## SHORT PROBLEM A
What was Record Row, according to the Columbia panel article?
## SHORT PROBLEM B
Pick up the Columbia panel article after its last sentence and write a few more paragraphs in the same style.

## TEXT TO READ

#####

The foundation has held several other panel discussions and events throughout   the years, but this panel was the first held at Columbia.

Ross, who is celebrating his 50th year as an entertainment and music law attorney in Chicago, said he started his nonprofit to educate the community about the music industry and provide networking opportunities.

“We have these events to try and educate and to be mindful of the history of the Chicago entertainment community,” Ross said. “It is those people that do not know their own history that are doomed to make the same mistakes.”

During the event, panelists spoke of their experiences with different recording labels on Record Row, a string of recording studios that used to be on South Michigan Avenue, and how it shaped their future endeavors in music and business—all relating back to how Ross has helped their careers as their attorney. 

Ross added that he chose to hold the panel at the college because its students are already interested in music and “made to take advantage” of the information that was presented.

Dahl, co-moderator of the panel who graduated from Columbia in 1977 with a mass communications degree, said it was great to be back 40  years later.

“[Columbia] is certainly arts-oriented, and even back in my day, they always stressed the arts,” Dahl said.

#####

(Point placement entries)
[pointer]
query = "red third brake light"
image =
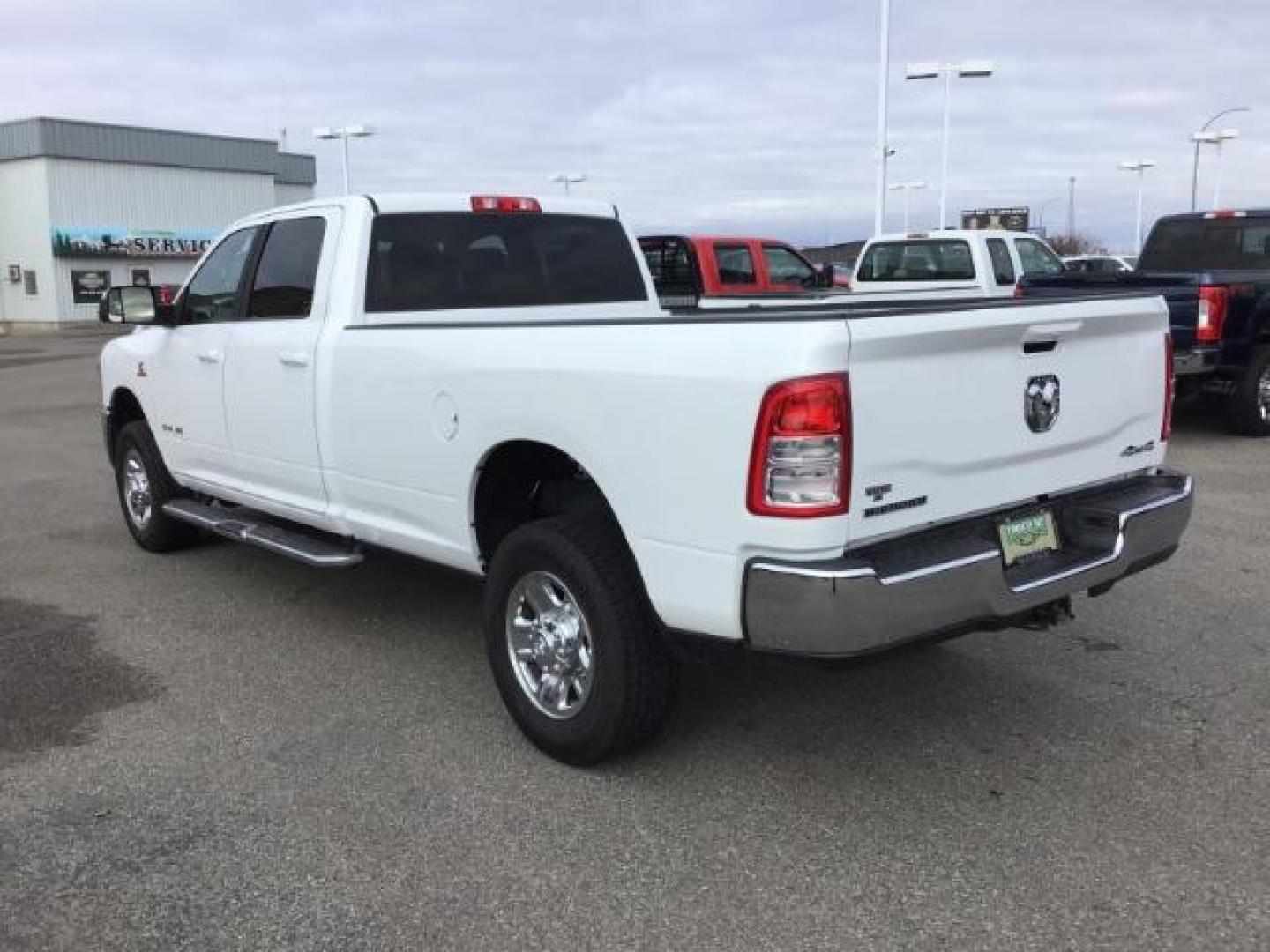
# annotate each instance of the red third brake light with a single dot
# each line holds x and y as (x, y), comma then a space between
(800, 462)
(1212, 314)
(504, 204)
(1166, 426)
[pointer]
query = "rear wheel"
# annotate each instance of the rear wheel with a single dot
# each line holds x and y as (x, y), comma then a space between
(1249, 406)
(145, 485)
(572, 640)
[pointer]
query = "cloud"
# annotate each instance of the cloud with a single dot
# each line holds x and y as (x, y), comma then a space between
(687, 113)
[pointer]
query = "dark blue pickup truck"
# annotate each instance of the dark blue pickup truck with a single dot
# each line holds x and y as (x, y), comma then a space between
(1213, 270)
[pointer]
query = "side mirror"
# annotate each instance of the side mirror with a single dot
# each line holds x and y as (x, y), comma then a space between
(131, 303)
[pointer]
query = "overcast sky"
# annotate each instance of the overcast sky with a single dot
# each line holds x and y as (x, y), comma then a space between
(698, 115)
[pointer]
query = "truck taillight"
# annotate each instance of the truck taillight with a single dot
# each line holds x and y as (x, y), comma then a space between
(800, 464)
(1212, 314)
(1166, 426)
(504, 204)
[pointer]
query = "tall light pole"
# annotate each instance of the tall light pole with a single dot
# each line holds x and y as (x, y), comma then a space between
(1215, 138)
(947, 70)
(1071, 210)
(1138, 165)
(568, 178)
(1041, 215)
(883, 70)
(343, 133)
(906, 187)
(1198, 138)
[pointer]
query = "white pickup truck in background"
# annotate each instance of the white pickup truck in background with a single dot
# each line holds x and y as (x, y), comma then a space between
(488, 383)
(945, 264)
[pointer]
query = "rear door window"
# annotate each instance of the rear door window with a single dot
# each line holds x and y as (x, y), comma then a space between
(453, 260)
(1038, 259)
(917, 260)
(736, 264)
(1002, 267)
(288, 273)
(784, 267)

#####

## WRITTEN ANSWER A
A string of recording studios that used to be on South Michigan Avenue.

## WRITTEN ANSWER B
The event also featured a Q&A session during which members of the audience asked the guest speakers questions about their past and any advice they have for the future.

Chicago resident Tiffany Lance, 22,  attended the panel to support her late grandfather, R&B singer Major Lance, who had worked with panelists Thompson and Chandler throughout their careers.

Lance said the event offered her great advice because she hopes to also work in the music business someday, adding that she enjoyed hearing stories about her grandfather by artists who worked with him in his prime.

“I have always pictured knowing my grandfather and what advice he would have given me,” Lance said. “It was kind of like him speaking through them.”

The foundation hopes to hold  additional panels to discuss different musical  genres as well as film the series to create a documentary that will be  submitted to public television channels to be played nationally, according to Ross.

“The music entertainment community has been the way I have earned my living for the last 49 years, and I wanted to pay back the community,” Ross said.